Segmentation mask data
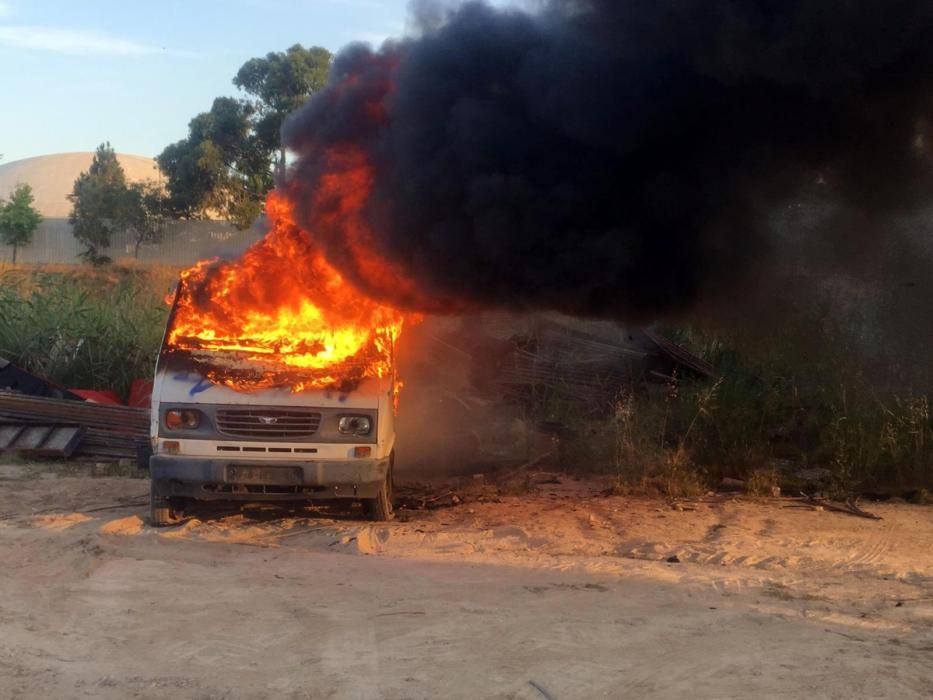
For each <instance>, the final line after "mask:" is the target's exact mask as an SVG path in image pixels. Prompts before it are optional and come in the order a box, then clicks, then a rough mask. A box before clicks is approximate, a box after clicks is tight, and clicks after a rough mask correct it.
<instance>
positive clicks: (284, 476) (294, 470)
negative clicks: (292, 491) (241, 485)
mask: <svg viewBox="0 0 933 700" xmlns="http://www.w3.org/2000/svg"><path fill="white" fill-rule="evenodd" d="M302 477H303V472H302V469H301V467H253V466H249V465H239V464H237V465H234V464H230V465H228V466H227V481H228V482H230V483H233V484H271V485H275V486H300V485H301V483H302Z"/></svg>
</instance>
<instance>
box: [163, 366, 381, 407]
mask: <svg viewBox="0 0 933 700" xmlns="http://www.w3.org/2000/svg"><path fill="white" fill-rule="evenodd" d="M391 391H392V381H391V379H390V378H388V377H385V378H382V379H365V380H363V381H362V382H361V383H360V385H359V386H358V387H357V388H356V389H354V390H353V391H351V392H349V393H345V394H341V393H338V392H335V391H323V390H312V391H302V392H299V393H295V392H293V391H291V390H290V389H288V388H287V387H284V388H274V389H263V390H261V391H252V392H240V391H235V390H233V389H231V388H229V387H226V386H223V385H219V384H214V383H212V382H210V381H208V380H207V379H205V378H204V377H203V376H202V375H201V374H199V373H198V372H195V371H192V370H187V369H177V370H176V369H172V368H166V367H160V368H159V370H158V371H157V372H156V377H155V383H154V385H153V392H152V396H153V400H154V401H155V400H158V401H159V402H162V403H189V404H233V405H238V404H250V405H257V406H259V405H261V406H318V407H328V406H333V407H346V408H378V405H379V399H380V397H384V396H387V395H389V394H390V393H391Z"/></svg>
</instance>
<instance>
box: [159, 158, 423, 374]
mask: <svg viewBox="0 0 933 700" xmlns="http://www.w3.org/2000/svg"><path fill="white" fill-rule="evenodd" d="M357 175H365V174H361V173H359V172H357ZM355 179H356V178H350V179H349V182H348V183H346V184H345V185H342V186H352V185H357V186H359V185H360V184H362V183H360V182H359V181H358V180H357V181H356V182H353V180H355ZM363 189H365V188H363ZM360 196H363V195H360ZM351 199H354V198H352V197H351ZM351 203H352V204H356V203H357V202H351ZM266 213H267V215H268V218H269V220H270V223H271V228H270V230H269V232H268V233H267V234H266V236H265V237H264V238H263V239H262V240H261V241H259V242H257V243H255V244H253V245H252V246H251V247H250V248H249V249H248V250H247V251H246V252H245V253H244V254H243V256H242V257H241V258H239V259H238V260H235V261H230V262H218V261H217V260H216V259H215V260H208V261H202V262H199V263H197V264H196V265H194V266H193V267H191V268H189V269H188V270H185V271H184V272H183V273H182V275H181V282H180V285H179V290H178V294H177V303H176V307H175V313H174V316H173V320H172V325H171V328H170V330H169V333H168V336H167V338H166V348H167V351H169V352H176V353H180V354H182V355H184V356H186V357H187V358H189V359H190V360H191V361H193V362H194V363H195V365H196V366H197V367H198V369H199V370H200V371H201V372H202V373H204V374H205V376H207V378H208V379H209V380H211V381H213V382H215V383H220V384H224V385H226V386H230V387H232V388H234V389H236V390H239V391H255V390H259V389H263V388H266V387H269V386H289V387H291V389H292V390H293V391H303V390H310V389H337V390H349V389H352V388H353V387H354V386H355V385H356V384H357V383H358V382H359V381H361V380H363V379H366V378H371V377H384V376H388V375H390V374H391V372H392V353H393V349H394V346H395V341H396V340H397V339H398V337H399V334H400V333H401V330H402V325H403V323H404V320H405V316H404V314H403V313H402V312H400V311H399V310H397V309H395V308H392V307H389V306H385V305H383V304H380V303H378V302H376V301H374V300H372V299H370V298H368V297H366V296H364V295H363V294H361V293H360V292H359V291H358V290H356V289H355V288H354V287H353V286H351V285H350V284H348V283H347V282H346V281H345V280H344V279H343V277H342V276H341V275H340V273H338V272H337V270H336V269H335V268H334V267H333V266H332V265H331V264H330V263H329V262H328V261H327V260H326V259H325V257H324V255H323V253H322V251H321V249H320V248H319V246H318V245H316V243H315V241H314V239H313V237H312V236H311V235H310V234H309V233H308V232H306V231H303V230H301V229H300V228H298V226H296V225H295V223H294V220H293V218H292V210H291V204H290V203H289V202H288V200H287V199H286V198H285V197H284V195H282V194H280V193H277V192H272V193H270V194H269V197H268V200H267V202H266ZM350 235H353V234H352V233H351V234H350ZM361 242H362V241H361ZM367 263H368V264H372V265H378V260H377V259H376V258H372V259H367Z"/></svg>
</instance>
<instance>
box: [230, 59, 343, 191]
mask: <svg viewBox="0 0 933 700" xmlns="http://www.w3.org/2000/svg"><path fill="white" fill-rule="evenodd" d="M332 60H333V56H332V54H331V53H330V51H328V50H327V49H325V48H323V47H321V46H312V47H311V48H310V49H306V48H305V47H304V46H302V45H301V44H295V45H294V46H292V47H291V48H289V49H288V50H287V51H284V52H283V51H278V52H273V53H268V54H266V56H265V58H251V59H250V60H248V61H247V62H246V63H244V64H243V65H242V66H241V67H240V70H239V71H237V74H236V77H234V79H233V84H234V85H236V86H237V87H238V88H240V89H241V90H243V91H244V92H246V93H247V94H249V95H252V96H253V97H255V98H257V101H256V103H255V106H256V119H255V121H254V125H255V126H254V128H255V132H256V136H257V137H258V139H259V141H260V142H261V143H262V144H263V146H264V147H265V148H267V149H269V150H270V151H275V150H278V163H277V170H278V171H279V173H280V174H281V173H284V171H285V147H284V146H283V145H282V142H281V138H280V137H279V132H280V131H281V130H282V122H284V121H285V117H287V116H288V115H289V114H291V113H292V112H294V111H295V110H296V109H298V108H299V107H301V105H303V104H304V103H305V101H306V100H307V99H308V97H309V96H310V95H311V94H312V93H314V92H316V91H318V90H320V89H321V88H323V87H324V85H326V84H327V76H328V73H329V72H330V65H331V61H332Z"/></svg>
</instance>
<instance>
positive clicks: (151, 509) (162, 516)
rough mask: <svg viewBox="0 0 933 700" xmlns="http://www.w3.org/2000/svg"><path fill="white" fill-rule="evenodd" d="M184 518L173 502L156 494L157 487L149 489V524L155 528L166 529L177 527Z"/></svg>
mask: <svg viewBox="0 0 933 700" xmlns="http://www.w3.org/2000/svg"><path fill="white" fill-rule="evenodd" d="M181 518H182V513H180V512H179V511H178V510H177V509H176V508H174V507H173V506H172V502H171V501H170V500H169V499H167V498H163V497H162V496H159V495H157V494H156V492H155V487H150V488H149V524H150V525H152V526H153V527H165V526H166V525H175V524H176V523H177V522H178V521H180V520H181Z"/></svg>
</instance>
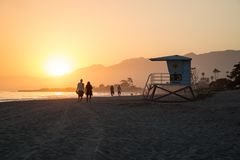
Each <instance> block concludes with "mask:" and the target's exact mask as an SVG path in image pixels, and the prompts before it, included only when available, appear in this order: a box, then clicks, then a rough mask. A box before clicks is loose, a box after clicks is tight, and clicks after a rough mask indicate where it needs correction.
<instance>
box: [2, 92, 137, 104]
mask: <svg viewBox="0 0 240 160" xmlns="http://www.w3.org/2000/svg"><path fill="white" fill-rule="evenodd" d="M122 95H123V96H129V95H131V93H122ZM134 95H140V94H139V93H134ZM115 96H117V95H116V94H115ZM84 97H85V95H84ZM93 97H110V93H93ZM63 98H77V94H76V93H75V92H9V91H0V102H11V101H28V100H43V99H63Z"/></svg>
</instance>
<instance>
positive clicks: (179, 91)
mask: <svg viewBox="0 0 240 160" xmlns="http://www.w3.org/2000/svg"><path fill="white" fill-rule="evenodd" d="M150 60H151V61H167V66H168V72H169V73H151V74H150V75H149V76H148V78H147V81H146V84H145V87H144V90H143V97H144V98H146V99H148V100H151V101H160V102H161V101H162V102H176V101H192V100H194V99H195V95H194V92H193V90H192V87H191V60H192V59H191V58H188V57H184V56H178V55H174V56H167V57H158V58H151V59H150Z"/></svg>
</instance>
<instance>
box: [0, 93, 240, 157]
mask: <svg viewBox="0 0 240 160" xmlns="http://www.w3.org/2000/svg"><path fill="white" fill-rule="evenodd" d="M239 158H240V90H235V91H225V92H220V93H217V94H214V95H213V96H212V97H209V98H207V99H204V100H201V101H195V102H185V103H154V102H148V101H145V100H143V99H142V98H141V97H113V98H112V97H109V98H93V99H92V101H91V102H90V103H87V102H85V101H83V102H80V103H78V102H76V99H65V100H42V101H26V102H8V103H0V159H3V160H8V159H11V160H12V159H13V160H15V159H16V160H22V159H24V160H49V159H51V160H52V159H53V160H72V159H76V160H77V159H79V160H85V159H101V160H110V159H112V160H120V159H121V160H128V159H130V160H157V159H158V160H165V159H166V160H167V159H173V160H177V159H182V160H185V159H189V160H198V159H199V160H200V159H214V160H215V159H216V160H220V159H222V160H231V159H239Z"/></svg>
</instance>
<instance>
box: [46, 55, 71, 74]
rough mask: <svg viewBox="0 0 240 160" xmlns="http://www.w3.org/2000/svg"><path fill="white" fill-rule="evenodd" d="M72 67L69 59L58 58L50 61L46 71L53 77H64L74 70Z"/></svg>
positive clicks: (57, 56)
mask: <svg viewBox="0 0 240 160" xmlns="http://www.w3.org/2000/svg"><path fill="white" fill-rule="evenodd" d="M71 66H72V65H71V62H70V60H69V59H67V58H66V57H60V56H56V57H52V58H50V59H48V61H47V62H46V65H45V70H46V72H47V73H48V74H49V75H51V76H62V75H64V74H66V73H69V72H70V71H71V70H72V68H71Z"/></svg>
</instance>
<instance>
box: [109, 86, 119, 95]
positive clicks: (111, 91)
mask: <svg viewBox="0 0 240 160" xmlns="http://www.w3.org/2000/svg"><path fill="white" fill-rule="evenodd" d="M117 91H118V96H121V93H122V88H121V86H120V85H118V86H117ZM110 94H111V96H113V95H114V86H113V85H111V86H110Z"/></svg>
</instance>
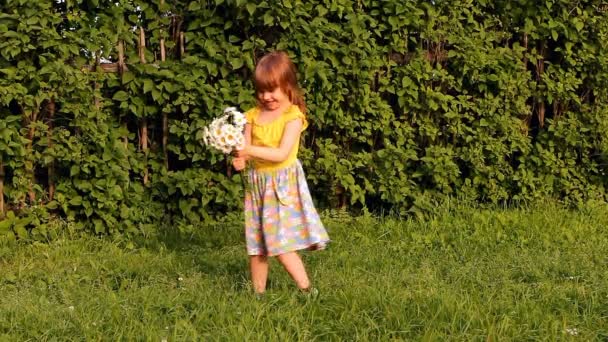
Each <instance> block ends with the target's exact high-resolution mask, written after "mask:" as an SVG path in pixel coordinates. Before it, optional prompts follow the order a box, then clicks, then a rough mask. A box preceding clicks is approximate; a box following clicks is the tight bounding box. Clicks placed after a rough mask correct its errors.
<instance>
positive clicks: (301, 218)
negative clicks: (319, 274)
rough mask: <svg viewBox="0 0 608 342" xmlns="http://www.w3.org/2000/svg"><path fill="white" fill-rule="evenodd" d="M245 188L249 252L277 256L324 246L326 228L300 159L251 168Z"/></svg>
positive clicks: (246, 239) (246, 214) (245, 208)
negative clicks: (259, 168)
mask: <svg viewBox="0 0 608 342" xmlns="http://www.w3.org/2000/svg"><path fill="white" fill-rule="evenodd" d="M247 178H248V179H247V182H246V184H247V186H246V190H245V238H246V240H247V253H248V254H249V255H267V256H275V255H280V254H284V253H287V252H292V251H297V250H302V249H308V250H318V249H324V248H325V246H326V245H327V243H328V242H329V236H328V235H327V231H326V230H325V227H324V226H323V223H321V219H320V218H319V214H318V213H317V210H316V209H315V207H314V204H313V202H312V198H311V196H310V191H309V190H308V184H307V183H306V178H305V176H304V171H303V170H302V165H301V164H300V161H299V160H297V161H296V162H294V163H293V164H292V165H291V166H288V167H285V168H282V169H279V170H273V171H259V170H255V169H253V168H251V169H249V171H248V174H247Z"/></svg>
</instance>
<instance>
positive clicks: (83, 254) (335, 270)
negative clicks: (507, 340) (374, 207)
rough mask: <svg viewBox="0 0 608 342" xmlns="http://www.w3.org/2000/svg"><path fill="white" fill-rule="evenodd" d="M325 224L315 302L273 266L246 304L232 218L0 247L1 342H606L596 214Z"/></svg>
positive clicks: (466, 212)
mask: <svg viewBox="0 0 608 342" xmlns="http://www.w3.org/2000/svg"><path fill="white" fill-rule="evenodd" d="M325 223H326V225H327V228H328V231H329V233H330V236H331V238H332V240H333V241H332V244H331V245H330V247H329V249H328V250H326V251H322V252H312V253H304V254H303V255H304V259H305V262H306V264H307V266H308V268H309V272H310V274H311V277H312V278H313V281H314V283H315V285H316V286H317V287H318V288H319V289H320V292H321V294H320V296H319V298H318V299H317V300H313V301H310V300H307V299H306V298H303V297H302V296H300V295H299V294H298V292H297V290H296V288H295V286H294V285H293V283H292V282H291V280H290V279H289V278H288V276H287V274H286V272H284V271H283V270H282V269H281V267H280V265H279V264H278V263H277V262H275V261H274V260H273V262H272V264H271V272H270V282H269V288H268V292H267V295H266V297H265V298H263V299H262V300H256V299H255V297H254V296H253V295H252V294H251V287H250V285H249V283H248V267H247V257H246V255H245V248H244V242H243V240H242V238H241V226H240V225H239V224H238V223H236V224H226V225H220V226H214V227H205V228H201V229H200V231H198V232H196V234H193V235H192V236H186V237H184V236H182V237H177V236H165V237H158V238H154V239H150V240H148V241H145V242H143V243H135V245H134V247H133V248H127V247H126V246H127V245H130V244H129V243H128V242H127V241H116V240H114V241H111V240H109V239H98V238H93V237H88V238H78V239H74V240H69V239H67V238H62V239H57V240H55V241H53V242H51V243H49V244H40V243H23V244H21V245H17V246H10V247H2V248H1V249H0V293H1V297H0V340H11V341H18V340H112V341H115V340H150V341H163V340H167V341H190V340H195V339H201V340H226V341H232V340H261V341H268V340H270V341H299V340H306V341H310V340H361V341H365V340H374V341H375V340H389V339H390V340H437V341H443V340H467V341H468V340H479V341H481V340H515V341H521V340H551V341H554V340H585V341H587V340H603V341H605V340H606V339H608V208H607V207H606V206H603V205H596V206H593V207H591V208H586V209H584V210H581V211H570V210H565V209H561V208H560V207H558V206H555V205H551V204H547V205H541V206H536V207H533V208H527V209H512V210H483V209H470V208H460V207H457V206H452V207H447V206H446V207H442V208H439V209H438V210H437V212H435V213H434V214H433V215H430V216H428V217H426V218H423V219H418V220H412V219H410V220H396V219H378V218H372V217H357V218H351V217H348V216H344V215H341V216H336V215H334V216H333V217H332V215H325Z"/></svg>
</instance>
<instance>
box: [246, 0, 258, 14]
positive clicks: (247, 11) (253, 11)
mask: <svg viewBox="0 0 608 342" xmlns="http://www.w3.org/2000/svg"><path fill="white" fill-rule="evenodd" d="M245 7H247V12H249V15H253V13H254V12H255V9H256V7H257V5H256V4H254V3H252V2H250V3H248V4H247V5H245Z"/></svg>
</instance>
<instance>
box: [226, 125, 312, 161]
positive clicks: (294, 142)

PROBLEM DETAILS:
Please count the lines of the material above that contain the string "target", matching case exactly, and give only the number.

TASK SOLUTION:
3